◆ **EXERCISE MATERIALS**

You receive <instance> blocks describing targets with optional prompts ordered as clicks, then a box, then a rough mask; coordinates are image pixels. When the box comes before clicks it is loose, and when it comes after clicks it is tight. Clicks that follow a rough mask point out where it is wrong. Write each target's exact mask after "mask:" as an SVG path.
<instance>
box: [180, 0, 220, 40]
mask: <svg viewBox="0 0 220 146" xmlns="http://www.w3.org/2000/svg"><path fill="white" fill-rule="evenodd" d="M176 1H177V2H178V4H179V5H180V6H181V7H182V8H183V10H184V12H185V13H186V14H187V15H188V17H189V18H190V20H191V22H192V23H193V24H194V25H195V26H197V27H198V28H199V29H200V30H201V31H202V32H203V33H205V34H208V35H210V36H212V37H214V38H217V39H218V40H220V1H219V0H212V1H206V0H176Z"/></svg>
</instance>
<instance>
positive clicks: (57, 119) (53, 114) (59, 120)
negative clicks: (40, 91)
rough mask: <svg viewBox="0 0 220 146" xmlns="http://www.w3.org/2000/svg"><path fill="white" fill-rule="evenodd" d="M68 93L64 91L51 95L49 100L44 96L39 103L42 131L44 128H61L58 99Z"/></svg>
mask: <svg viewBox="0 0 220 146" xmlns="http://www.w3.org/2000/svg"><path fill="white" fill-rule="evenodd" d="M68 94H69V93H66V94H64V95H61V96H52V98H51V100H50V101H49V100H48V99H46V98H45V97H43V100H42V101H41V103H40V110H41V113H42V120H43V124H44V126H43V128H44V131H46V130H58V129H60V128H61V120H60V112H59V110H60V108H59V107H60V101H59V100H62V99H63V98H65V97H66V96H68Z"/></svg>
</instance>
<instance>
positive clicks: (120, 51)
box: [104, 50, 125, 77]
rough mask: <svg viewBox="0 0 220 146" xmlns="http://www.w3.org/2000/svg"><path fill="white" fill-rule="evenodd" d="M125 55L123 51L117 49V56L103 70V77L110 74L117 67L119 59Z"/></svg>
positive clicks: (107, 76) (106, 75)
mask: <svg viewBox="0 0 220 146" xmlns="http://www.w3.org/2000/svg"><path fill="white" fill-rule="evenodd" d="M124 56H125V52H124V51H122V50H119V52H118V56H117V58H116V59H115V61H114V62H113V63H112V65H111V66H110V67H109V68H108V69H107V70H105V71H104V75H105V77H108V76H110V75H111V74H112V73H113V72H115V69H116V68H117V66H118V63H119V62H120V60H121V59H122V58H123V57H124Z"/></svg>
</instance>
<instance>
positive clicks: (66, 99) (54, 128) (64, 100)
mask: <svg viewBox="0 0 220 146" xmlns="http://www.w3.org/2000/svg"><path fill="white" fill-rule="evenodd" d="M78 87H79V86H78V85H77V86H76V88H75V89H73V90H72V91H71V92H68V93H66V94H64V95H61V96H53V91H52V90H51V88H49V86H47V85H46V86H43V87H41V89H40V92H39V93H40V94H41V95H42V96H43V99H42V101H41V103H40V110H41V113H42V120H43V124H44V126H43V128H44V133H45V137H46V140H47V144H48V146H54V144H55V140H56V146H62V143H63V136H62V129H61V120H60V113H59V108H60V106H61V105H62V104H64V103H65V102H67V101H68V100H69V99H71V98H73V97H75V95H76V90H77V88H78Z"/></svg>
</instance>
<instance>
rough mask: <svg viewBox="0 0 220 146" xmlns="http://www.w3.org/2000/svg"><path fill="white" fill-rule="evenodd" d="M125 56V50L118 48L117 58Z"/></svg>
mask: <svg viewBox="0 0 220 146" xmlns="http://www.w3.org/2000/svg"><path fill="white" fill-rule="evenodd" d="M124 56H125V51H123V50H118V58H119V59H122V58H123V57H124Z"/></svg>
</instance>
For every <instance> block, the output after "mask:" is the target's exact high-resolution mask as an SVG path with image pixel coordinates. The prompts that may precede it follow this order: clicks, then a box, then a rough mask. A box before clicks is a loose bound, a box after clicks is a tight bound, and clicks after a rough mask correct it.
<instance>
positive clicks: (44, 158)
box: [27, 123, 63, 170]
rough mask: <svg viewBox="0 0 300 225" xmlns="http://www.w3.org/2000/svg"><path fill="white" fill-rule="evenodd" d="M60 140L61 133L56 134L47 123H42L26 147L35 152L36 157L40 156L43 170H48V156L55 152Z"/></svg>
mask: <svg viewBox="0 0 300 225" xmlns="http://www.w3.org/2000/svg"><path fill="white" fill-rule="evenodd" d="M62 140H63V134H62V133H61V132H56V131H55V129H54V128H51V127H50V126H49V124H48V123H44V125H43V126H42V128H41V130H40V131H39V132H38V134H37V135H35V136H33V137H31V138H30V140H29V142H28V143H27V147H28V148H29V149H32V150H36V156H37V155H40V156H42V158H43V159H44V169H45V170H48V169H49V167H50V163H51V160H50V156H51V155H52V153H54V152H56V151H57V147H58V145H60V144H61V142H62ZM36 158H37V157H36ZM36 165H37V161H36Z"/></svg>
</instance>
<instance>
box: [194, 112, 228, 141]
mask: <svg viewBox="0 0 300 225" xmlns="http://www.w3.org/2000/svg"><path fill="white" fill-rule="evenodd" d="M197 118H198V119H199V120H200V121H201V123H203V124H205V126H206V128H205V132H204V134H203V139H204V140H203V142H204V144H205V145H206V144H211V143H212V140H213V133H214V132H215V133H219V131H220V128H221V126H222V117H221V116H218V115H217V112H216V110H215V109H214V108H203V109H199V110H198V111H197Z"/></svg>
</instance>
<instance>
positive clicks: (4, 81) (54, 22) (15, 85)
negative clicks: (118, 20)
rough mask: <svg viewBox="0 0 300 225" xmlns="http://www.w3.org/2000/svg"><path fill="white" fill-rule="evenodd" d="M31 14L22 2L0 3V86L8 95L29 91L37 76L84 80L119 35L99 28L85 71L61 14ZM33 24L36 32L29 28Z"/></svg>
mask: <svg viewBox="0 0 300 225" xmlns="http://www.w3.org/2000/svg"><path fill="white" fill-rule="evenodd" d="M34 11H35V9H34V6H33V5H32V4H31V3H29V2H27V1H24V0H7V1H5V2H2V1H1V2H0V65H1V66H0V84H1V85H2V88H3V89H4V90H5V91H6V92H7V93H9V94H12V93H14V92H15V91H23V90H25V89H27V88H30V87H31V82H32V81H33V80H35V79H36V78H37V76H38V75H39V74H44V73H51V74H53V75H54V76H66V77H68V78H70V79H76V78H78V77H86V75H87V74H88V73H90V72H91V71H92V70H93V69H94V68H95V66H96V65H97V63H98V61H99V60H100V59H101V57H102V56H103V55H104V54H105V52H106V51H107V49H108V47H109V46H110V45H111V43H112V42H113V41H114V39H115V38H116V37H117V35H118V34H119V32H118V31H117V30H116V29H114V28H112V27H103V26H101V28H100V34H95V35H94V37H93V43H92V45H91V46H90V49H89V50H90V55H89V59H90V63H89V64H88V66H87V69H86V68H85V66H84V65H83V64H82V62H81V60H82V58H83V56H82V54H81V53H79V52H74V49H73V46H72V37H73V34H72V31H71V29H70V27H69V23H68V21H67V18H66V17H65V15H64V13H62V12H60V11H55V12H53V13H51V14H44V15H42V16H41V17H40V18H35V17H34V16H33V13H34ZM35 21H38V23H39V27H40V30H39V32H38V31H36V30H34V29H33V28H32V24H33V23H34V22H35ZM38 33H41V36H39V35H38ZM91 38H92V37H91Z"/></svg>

◆ **TASK STATEMENT**
Reproduce, word for word and in full, only the lines above that start at the line with "93L64 91L51 95L49" and run through the line with "55L123 51L117 49V56L103", both ends included.

◆ **SOLUTION FOR THIS PROBLEM**
rough mask: <svg viewBox="0 0 220 146" xmlns="http://www.w3.org/2000/svg"><path fill="white" fill-rule="evenodd" d="M68 93L64 91L51 95L49 100L44 96L39 103L42 131L44 128H61L58 99Z"/></svg>
mask: <svg viewBox="0 0 220 146" xmlns="http://www.w3.org/2000/svg"><path fill="white" fill-rule="evenodd" d="M68 94H69V93H66V94H64V95H61V96H52V98H51V100H50V101H49V100H48V99H46V98H45V97H43V100H42V101H41V103H40V110H41V113H42V120H43V124H44V126H43V128H44V131H46V130H58V129H60V128H61V120H60V112H59V110H60V108H59V107H60V101H59V100H62V99H63V98H65V97H66V96H68Z"/></svg>
</instance>
<instance>
positive clicks: (120, 51)
box: [104, 50, 125, 77]
rough mask: <svg viewBox="0 0 220 146" xmlns="http://www.w3.org/2000/svg"><path fill="white" fill-rule="evenodd" d="M125 55L123 51L117 49V56L103 70V77L110 74L117 67L119 59Z"/></svg>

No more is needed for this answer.